THE EXERCISE - Quote each of the rows below word for word, omitting the pictures.

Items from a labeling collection
+ + + + +

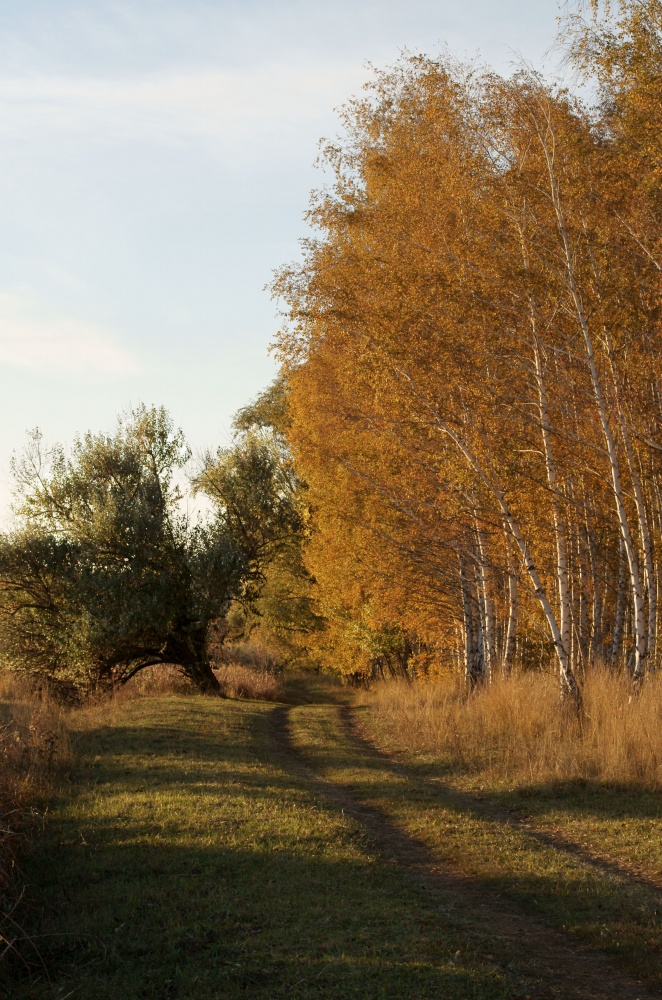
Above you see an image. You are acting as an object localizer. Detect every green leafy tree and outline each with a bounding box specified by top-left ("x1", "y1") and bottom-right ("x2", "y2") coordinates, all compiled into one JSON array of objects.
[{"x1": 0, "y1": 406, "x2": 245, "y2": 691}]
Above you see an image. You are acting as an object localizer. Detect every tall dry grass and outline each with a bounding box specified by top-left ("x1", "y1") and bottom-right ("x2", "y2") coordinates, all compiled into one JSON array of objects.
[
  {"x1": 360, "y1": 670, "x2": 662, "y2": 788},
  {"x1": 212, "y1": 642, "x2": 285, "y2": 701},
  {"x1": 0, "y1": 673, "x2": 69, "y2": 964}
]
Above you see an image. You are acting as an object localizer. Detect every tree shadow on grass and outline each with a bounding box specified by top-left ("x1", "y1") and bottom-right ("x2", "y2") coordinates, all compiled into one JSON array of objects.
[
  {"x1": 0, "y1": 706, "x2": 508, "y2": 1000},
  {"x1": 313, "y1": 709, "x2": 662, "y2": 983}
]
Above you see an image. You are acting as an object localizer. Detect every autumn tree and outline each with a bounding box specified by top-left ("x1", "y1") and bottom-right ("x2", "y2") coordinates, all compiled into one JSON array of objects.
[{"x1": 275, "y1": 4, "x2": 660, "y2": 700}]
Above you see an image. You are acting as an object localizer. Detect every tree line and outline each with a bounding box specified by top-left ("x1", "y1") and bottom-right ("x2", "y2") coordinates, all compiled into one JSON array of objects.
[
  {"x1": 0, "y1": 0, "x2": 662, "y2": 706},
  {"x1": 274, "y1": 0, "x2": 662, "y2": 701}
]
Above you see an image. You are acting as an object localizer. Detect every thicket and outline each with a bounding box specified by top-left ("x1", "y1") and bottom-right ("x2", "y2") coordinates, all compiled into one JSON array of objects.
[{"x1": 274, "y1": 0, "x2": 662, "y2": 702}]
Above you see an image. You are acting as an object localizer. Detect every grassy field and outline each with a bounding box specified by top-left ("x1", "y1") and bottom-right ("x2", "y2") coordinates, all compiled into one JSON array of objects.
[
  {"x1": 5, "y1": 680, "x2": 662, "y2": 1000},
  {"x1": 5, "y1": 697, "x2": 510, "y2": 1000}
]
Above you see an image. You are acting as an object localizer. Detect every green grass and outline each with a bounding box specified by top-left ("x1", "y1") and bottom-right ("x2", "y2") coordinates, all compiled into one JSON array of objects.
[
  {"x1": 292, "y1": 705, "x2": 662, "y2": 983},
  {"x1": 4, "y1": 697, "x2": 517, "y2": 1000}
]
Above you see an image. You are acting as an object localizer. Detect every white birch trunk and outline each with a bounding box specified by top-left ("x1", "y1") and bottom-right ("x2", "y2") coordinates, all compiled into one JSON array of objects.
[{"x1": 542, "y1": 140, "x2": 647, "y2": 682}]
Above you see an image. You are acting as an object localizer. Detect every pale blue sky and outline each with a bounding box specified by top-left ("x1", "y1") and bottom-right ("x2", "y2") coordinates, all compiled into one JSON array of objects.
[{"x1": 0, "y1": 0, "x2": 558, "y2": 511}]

+ + + + +

FINISHED ANSWER -
Above you see an image. You are acting as an object localizer. Detect every green leafy tree and outline each with a bounding box specified by top-left ("x1", "y1") and bottom-right ("x2", "y2") coordinates, all compiled into one JSON array of objects.
[{"x1": 0, "y1": 406, "x2": 245, "y2": 691}]
Above you see an image. You are acting as an object localizer. Detect every tall dry grass and outline each with a bounding box specified by top-left ("x1", "y1") and bottom-right ("x2", "y2") coordinates, all compiled into one JSON array of objects.
[
  {"x1": 360, "y1": 670, "x2": 662, "y2": 788},
  {"x1": 212, "y1": 642, "x2": 285, "y2": 701},
  {"x1": 0, "y1": 673, "x2": 69, "y2": 964}
]
Above you see an image. You are acting as an object localizer. Detect every tree shadow on grass and outline each with a bounding box specified by top-left ("x1", "y1") and bottom-right ("x2", "y2") coordinates, all compiled into one JSON array of objects.
[
  {"x1": 0, "y1": 706, "x2": 508, "y2": 1000},
  {"x1": 313, "y1": 709, "x2": 662, "y2": 983}
]
Above you see an image. You are acting as an object localizer. Detect every autumn tree and outline each with a bounding box specified by top-left ("x1", "y1") and bottom-right ("x2", "y2") coordinates, all compiled into one JSON array of objects.
[{"x1": 275, "y1": 4, "x2": 660, "y2": 700}]
Above you see an image. You are acting as an object localizer. Detect every tree line and outline each with a bounding box specified by top-left ("x1", "y1") and bottom-right ("x2", "y2") coordinates, all compiled into one JSON array of objects.
[
  {"x1": 0, "y1": 0, "x2": 662, "y2": 706},
  {"x1": 274, "y1": 0, "x2": 662, "y2": 701}
]
Above you see an image. You are acting as an object localizer. Detect every thicket and outline each with a bounding box specified by top-left ("x1", "y1") and bottom-right ("x2", "y2") coordinates, all compiled into one JSON array of objects.
[{"x1": 274, "y1": 0, "x2": 662, "y2": 702}]
Above you see an image. You are acting as an object localizer. Detect every grassy field and outline each with a bounding box specified by top-left ("x1", "y1") and bottom-right ("x2", "y2") coordinates, all compiled into one JSON array of objects.
[
  {"x1": 5, "y1": 680, "x2": 662, "y2": 1000},
  {"x1": 5, "y1": 697, "x2": 510, "y2": 1000}
]
Above you see an image. You are acting as an object localizer. Detect every green grass and outline each with a bounding box specified by top-left ("x1", "y1") and bottom-right ("x2", "y2") coordinates, all compiled into one JSON array of objects.
[
  {"x1": 292, "y1": 705, "x2": 662, "y2": 983},
  {"x1": 4, "y1": 697, "x2": 517, "y2": 1000}
]
Above you see an image. You are acting as an object localizer. Detect every white birch trunk and outline each with a bounding box specified by top-left ("x1", "y1") and bottom-right ("x2", "y2") coordinates, all compiled into one JSON array of objects.
[{"x1": 542, "y1": 140, "x2": 647, "y2": 682}]
Above you see an image. You are acting as an object localizer. Detect every pale blue sky and outline each with a bounding box specified by top-left ("x1", "y1") and bottom-right ("x2", "y2") coordinates, all compiled into one JSON array of objects.
[{"x1": 0, "y1": 0, "x2": 558, "y2": 511}]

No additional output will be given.